*** Text ***

Geferson Cerqueira Teles (born 13 May 1994), known as Geferson, is a Brazilian professional footballer who plays as a defensive midfielder for CSKA Sofia.

Club career

Internacional

Born in Lauro de Freitas, Bahia, Geferson started his career at Vitória's youth setup in 2002, aged eight. In 2011, he signed for Internacional and spent three years playing in the youth academy.

In 2014 Geferson was promoted to the main squad, but made no official appearances over the year. After the arrival of new coach Diego Aguirre, he was named as a backup to Fabrício, and made his debut as a senior on 14 February 2015, starting in a 2–1 away win against Caxias, for that year's Campeonato Gaúcho.

After Fabrício's loan to Cruzeiro, Geferson was made a starter by Aguirre, and appeared in nine matches during the tournament. On 23 May 2015 he made his Série A debut, playing the full 90 minutes in a 1–1 away draw against Vasco da Gama.

In January 2018, Geferson signed a contract with Bulgarian elite club CSKA Sofia.

*** Information given ***

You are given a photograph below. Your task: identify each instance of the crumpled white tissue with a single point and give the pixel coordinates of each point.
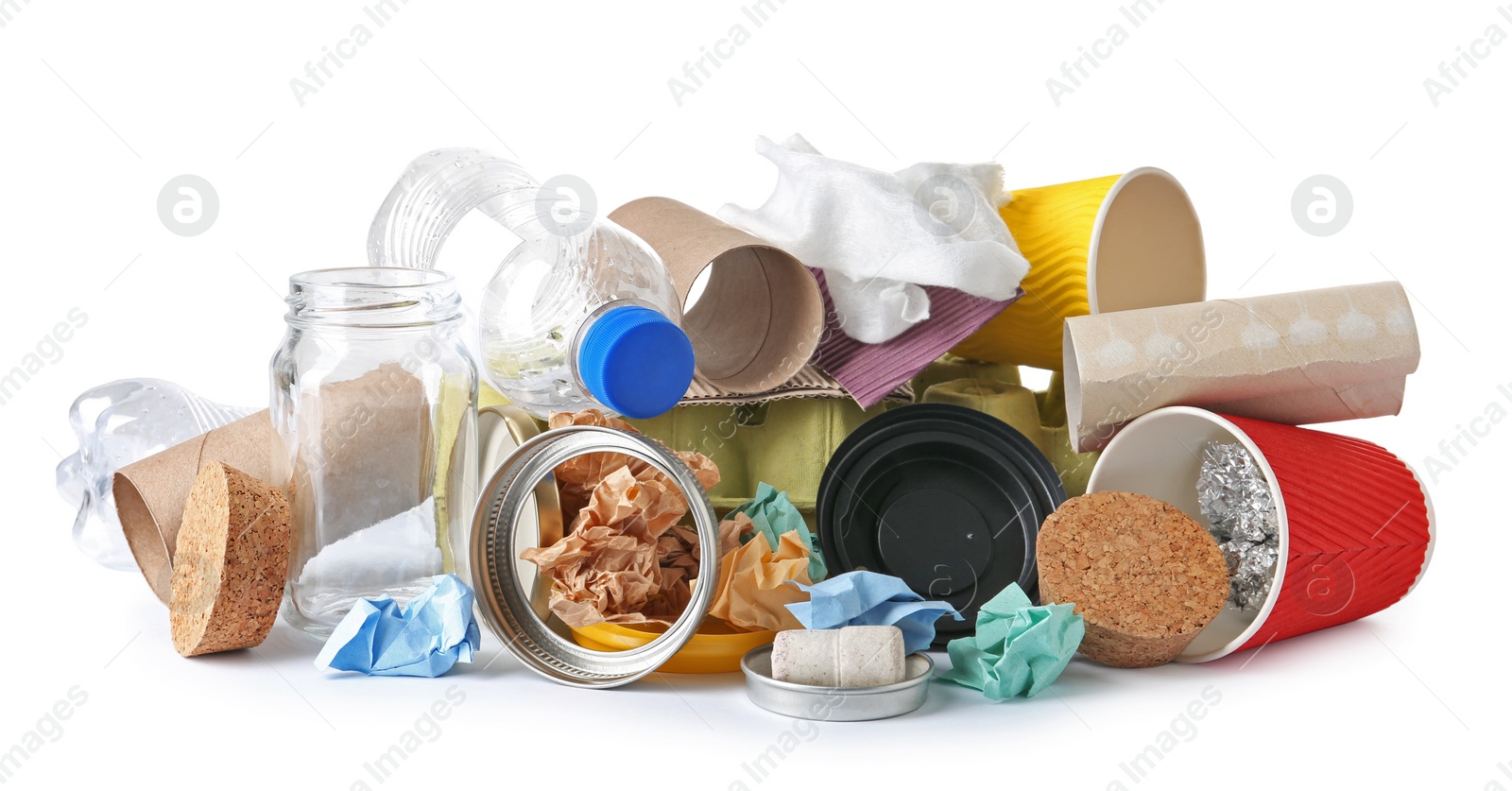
(879, 236)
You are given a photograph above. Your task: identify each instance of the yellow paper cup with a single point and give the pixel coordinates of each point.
(1119, 242)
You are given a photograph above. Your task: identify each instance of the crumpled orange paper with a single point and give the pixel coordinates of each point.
(753, 581)
(578, 476)
(625, 559)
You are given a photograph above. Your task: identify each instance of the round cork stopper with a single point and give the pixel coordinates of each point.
(1143, 575)
(231, 563)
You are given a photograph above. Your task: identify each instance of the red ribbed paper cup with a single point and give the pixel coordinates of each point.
(1357, 525)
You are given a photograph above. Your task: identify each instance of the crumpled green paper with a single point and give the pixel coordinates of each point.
(1018, 649)
(773, 514)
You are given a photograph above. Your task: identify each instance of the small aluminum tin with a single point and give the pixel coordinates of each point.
(537, 639)
(836, 703)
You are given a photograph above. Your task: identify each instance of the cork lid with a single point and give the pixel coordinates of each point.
(231, 564)
(1143, 575)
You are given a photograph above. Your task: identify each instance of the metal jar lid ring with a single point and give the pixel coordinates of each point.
(507, 607)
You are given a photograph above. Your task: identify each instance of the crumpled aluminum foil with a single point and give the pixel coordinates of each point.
(1236, 499)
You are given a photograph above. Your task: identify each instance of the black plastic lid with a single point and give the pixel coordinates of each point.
(945, 498)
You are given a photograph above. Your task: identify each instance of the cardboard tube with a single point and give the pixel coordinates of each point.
(150, 493)
(1304, 357)
(760, 317)
(1119, 242)
(365, 425)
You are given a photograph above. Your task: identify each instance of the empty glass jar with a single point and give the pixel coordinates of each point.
(374, 398)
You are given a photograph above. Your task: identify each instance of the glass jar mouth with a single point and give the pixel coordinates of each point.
(387, 297)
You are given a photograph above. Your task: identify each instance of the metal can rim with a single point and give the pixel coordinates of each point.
(507, 610)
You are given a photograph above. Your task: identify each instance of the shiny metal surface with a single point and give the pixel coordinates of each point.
(504, 597)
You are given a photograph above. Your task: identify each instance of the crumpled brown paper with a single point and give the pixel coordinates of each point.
(625, 559)
(578, 476)
(629, 559)
(753, 581)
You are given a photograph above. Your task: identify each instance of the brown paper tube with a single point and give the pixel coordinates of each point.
(150, 493)
(1304, 357)
(760, 317)
(365, 425)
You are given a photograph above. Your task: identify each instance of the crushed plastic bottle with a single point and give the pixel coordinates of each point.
(118, 423)
(581, 314)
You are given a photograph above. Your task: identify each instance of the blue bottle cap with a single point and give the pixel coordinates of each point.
(635, 362)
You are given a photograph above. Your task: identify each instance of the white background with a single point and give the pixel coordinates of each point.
(103, 105)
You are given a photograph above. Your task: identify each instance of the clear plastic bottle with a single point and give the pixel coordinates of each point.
(117, 423)
(581, 314)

***

List every football club named in the Geferson biography.

Written response
CSKA Sofia, Vitória, Internacional, Caxias, Cruzeiro, Vasco da Gama